TO DO:
[1] In the OGBench notes, what shape is reported for the Cube-double training observations?
[2] Echo the OGBench notes word for word, beginning at the words "I’m mostly going" and stopping after "(3000000, 37)".

OGBench: Benchmarking Offline Goal-Conditioned RL

Really good for surveys of different goal-conditioned implementations.

I’m mostly going to focus on cube-triple for now, trying to understand what the state-based representation actually encodes?

This is the script that they used to generate:

Cube-single

(Pdb) train_dataset['observations'].shape
(1000000, 28)

Cube-double

(Pdb) train_dataset['observations'].shape
(3000000, 37)

Cube-triple

(Pdb) train_dataset['observations'].shape
(3000000, 46)
  • 46 dimensional data interesting
Got it — using the raw next_ob (flat vector of length 27) with this layout:

0:6 → joint_pos (6)
6:12 → joint_vel (6)
12:15 → effector_pos (x,y,z)
15 → effector_yaw
16 → gripper_opening
17 → gripper_vel
18 → gripper_contact
19:22 → block_0_pos (x,y,z)
22:26 → block_0_quat (w,x,y,z or env-specific; unused here)

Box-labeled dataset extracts
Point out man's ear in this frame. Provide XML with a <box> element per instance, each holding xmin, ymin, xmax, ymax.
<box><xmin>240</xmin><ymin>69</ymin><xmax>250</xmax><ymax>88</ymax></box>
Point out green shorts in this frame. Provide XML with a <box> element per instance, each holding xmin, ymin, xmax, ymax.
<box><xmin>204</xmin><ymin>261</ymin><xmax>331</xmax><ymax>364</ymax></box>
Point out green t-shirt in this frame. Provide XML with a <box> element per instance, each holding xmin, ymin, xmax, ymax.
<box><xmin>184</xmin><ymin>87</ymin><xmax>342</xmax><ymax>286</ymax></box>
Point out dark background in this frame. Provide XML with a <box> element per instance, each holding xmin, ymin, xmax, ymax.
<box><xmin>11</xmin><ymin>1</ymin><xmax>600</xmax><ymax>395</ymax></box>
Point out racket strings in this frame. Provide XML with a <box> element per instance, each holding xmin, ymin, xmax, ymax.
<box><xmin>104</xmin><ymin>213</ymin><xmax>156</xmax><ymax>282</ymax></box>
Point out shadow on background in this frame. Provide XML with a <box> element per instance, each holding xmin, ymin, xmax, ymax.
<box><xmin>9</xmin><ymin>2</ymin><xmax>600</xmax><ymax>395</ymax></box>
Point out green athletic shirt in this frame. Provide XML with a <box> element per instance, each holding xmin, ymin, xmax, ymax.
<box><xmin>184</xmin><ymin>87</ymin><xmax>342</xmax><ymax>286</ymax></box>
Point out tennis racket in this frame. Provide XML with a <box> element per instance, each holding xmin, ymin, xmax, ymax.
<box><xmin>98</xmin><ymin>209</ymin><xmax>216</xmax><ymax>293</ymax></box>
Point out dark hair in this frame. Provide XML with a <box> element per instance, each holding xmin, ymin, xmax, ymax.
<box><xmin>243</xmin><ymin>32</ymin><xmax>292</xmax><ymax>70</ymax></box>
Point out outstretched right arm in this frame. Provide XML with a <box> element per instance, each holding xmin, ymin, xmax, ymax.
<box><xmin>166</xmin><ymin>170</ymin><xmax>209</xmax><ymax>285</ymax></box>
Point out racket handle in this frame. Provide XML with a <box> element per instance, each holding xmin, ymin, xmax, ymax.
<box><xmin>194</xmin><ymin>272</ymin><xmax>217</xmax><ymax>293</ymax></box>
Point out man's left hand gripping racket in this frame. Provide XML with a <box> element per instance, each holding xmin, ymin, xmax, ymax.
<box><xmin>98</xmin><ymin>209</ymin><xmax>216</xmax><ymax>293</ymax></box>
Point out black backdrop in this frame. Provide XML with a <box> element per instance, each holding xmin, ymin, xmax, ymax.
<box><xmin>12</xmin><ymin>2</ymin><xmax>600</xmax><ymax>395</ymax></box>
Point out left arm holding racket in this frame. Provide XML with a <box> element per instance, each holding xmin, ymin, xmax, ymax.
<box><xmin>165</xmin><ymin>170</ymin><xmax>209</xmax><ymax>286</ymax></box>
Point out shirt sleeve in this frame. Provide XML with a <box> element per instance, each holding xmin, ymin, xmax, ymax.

TASK RESULTS:
[1] (3000000, 37)

[2]
I’m mostly going to focus on cube-triple for now, trying to understand what the state-based representation actually encodes?

This is the script that they used to generate:

Cube-single

(Pdb) train_dataset['observations'].shape
(1000000, 28)

Cube-double

(Pdb) train_dataset['observations'].shape
(3000000, 37)